# Text segment
════════
Subventions et des contributions :

Subvention ou bourse octroyée s'appliquant à plus d'un exercice financier. (2017-2018 à 2022-2023)

The main objective of our research program for the next five-year term will be to design, prototype and demonstrate a new class of computational image sensor integrated circuits whose key property is that they are transport-aware. Unlike conventional image sensors, which record all incident light, transport-aware imagers can be programmed to selectively detect only some of that light, depending on the actual 3D paths it followed through a visual scene. Such an imager acquires selected components of light transport (e.g., direct-only contributions, indirect-only contributions, specular-indirect contributions, etc.) by physically blocking all “undesirable” light paths so they cannot contribute to the image formed on the sensor.
════════
Translate this sentence from the research program description into Spanish: "Unlike conventional image sensors, which record all incident light, transport-aware imagers can be programmed to selectively detect only some of that light, depending on the actual 3D paths it followed through a visual scene."

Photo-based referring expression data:
════════
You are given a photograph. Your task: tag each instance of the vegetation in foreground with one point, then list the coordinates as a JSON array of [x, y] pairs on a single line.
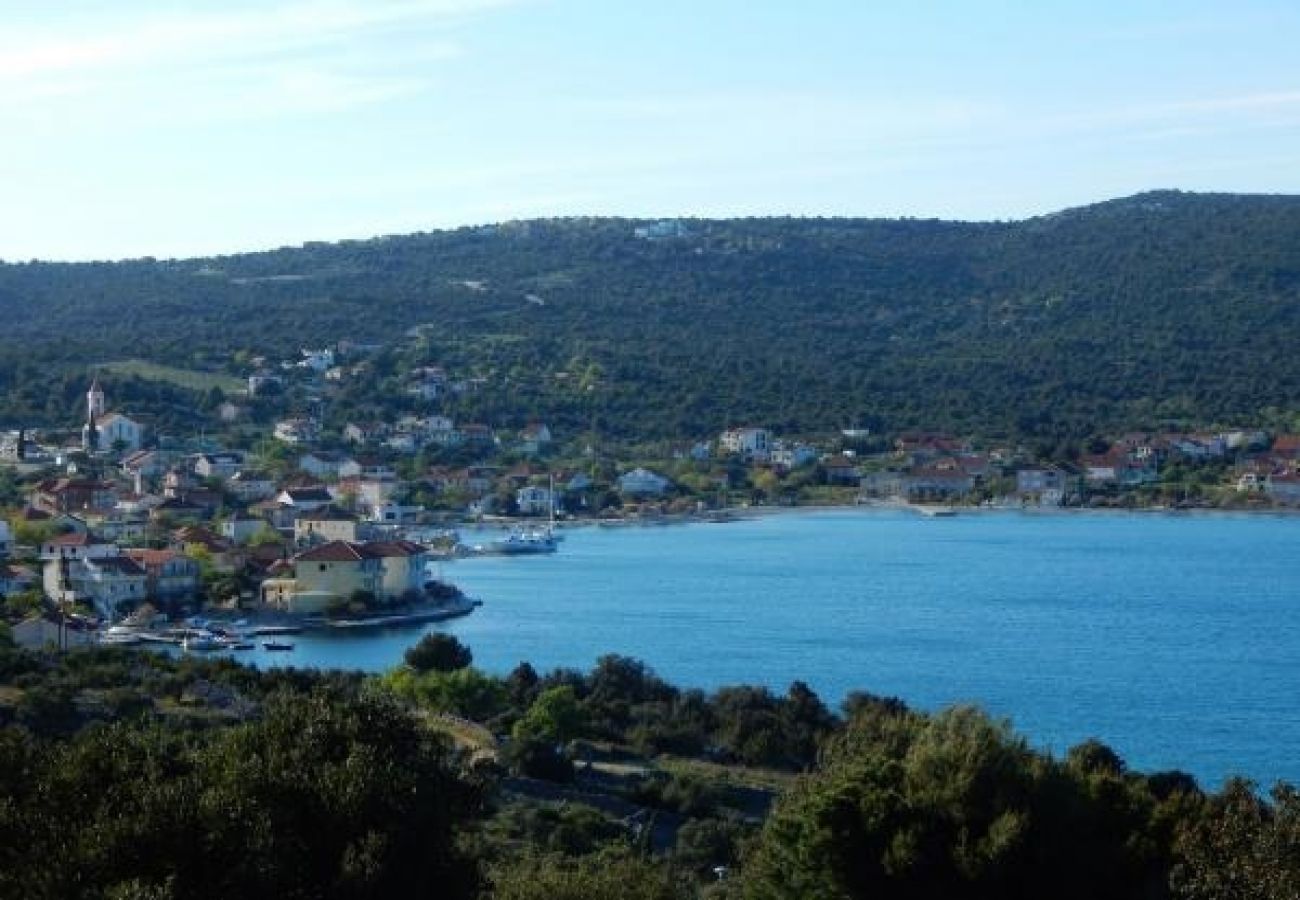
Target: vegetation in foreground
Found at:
[[135, 775]]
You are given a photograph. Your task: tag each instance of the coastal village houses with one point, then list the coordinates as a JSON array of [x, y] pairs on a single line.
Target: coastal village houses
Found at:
[[337, 571]]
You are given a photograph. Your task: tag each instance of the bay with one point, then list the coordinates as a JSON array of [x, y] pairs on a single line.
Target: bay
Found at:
[[1171, 637]]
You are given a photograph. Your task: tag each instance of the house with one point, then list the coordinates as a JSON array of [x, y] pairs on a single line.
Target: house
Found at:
[[882, 484], [788, 457], [39, 632], [333, 572], [534, 437], [219, 464], [841, 470], [299, 429], [146, 463], [365, 432], [325, 575], [395, 514], [1283, 488], [316, 360], [937, 481], [169, 576], [365, 467], [753, 444], [177, 509], [1246, 440], [241, 527], [73, 494], [477, 435], [107, 583], [533, 500], [323, 463], [323, 524], [1034, 481], [196, 542], [120, 433], [304, 500], [250, 485], [77, 545], [642, 483], [264, 383], [404, 570], [16, 579], [1286, 448]]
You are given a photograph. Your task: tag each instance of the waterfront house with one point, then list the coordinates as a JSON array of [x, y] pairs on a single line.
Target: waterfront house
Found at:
[[169, 576], [841, 470], [754, 444], [1035, 481], [104, 582], [324, 524], [1283, 488], [16, 579], [325, 575], [533, 500], [642, 483]]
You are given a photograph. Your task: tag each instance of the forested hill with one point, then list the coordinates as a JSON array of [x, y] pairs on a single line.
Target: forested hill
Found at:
[[1160, 308]]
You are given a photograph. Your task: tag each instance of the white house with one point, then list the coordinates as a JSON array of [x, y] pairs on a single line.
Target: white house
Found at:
[[750, 442], [533, 500], [642, 483], [118, 432], [217, 464], [300, 429]]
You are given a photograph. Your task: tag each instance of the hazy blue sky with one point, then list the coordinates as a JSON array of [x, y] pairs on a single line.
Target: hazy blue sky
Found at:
[[172, 129]]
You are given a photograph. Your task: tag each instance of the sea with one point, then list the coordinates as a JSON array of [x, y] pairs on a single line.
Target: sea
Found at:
[[1171, 637]]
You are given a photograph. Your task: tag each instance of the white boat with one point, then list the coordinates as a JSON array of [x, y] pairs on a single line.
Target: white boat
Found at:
[[199, 644], [521, 541], [935, 511]]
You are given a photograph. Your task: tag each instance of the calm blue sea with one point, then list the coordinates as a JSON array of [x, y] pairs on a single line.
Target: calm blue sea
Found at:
[[1175, 639]]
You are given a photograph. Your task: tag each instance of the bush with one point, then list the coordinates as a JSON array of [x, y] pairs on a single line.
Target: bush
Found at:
[[438, 652]]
════════
# Response area
A diferencia de los sensores de imagen convencionales, que registran toda la luz incidente, los captadores de imagen sensibles al transporte pueden programarse para detectar selectivamente solo una parte de esa luz, según las trayectorias 3D reales que siguió a través de una escena visual.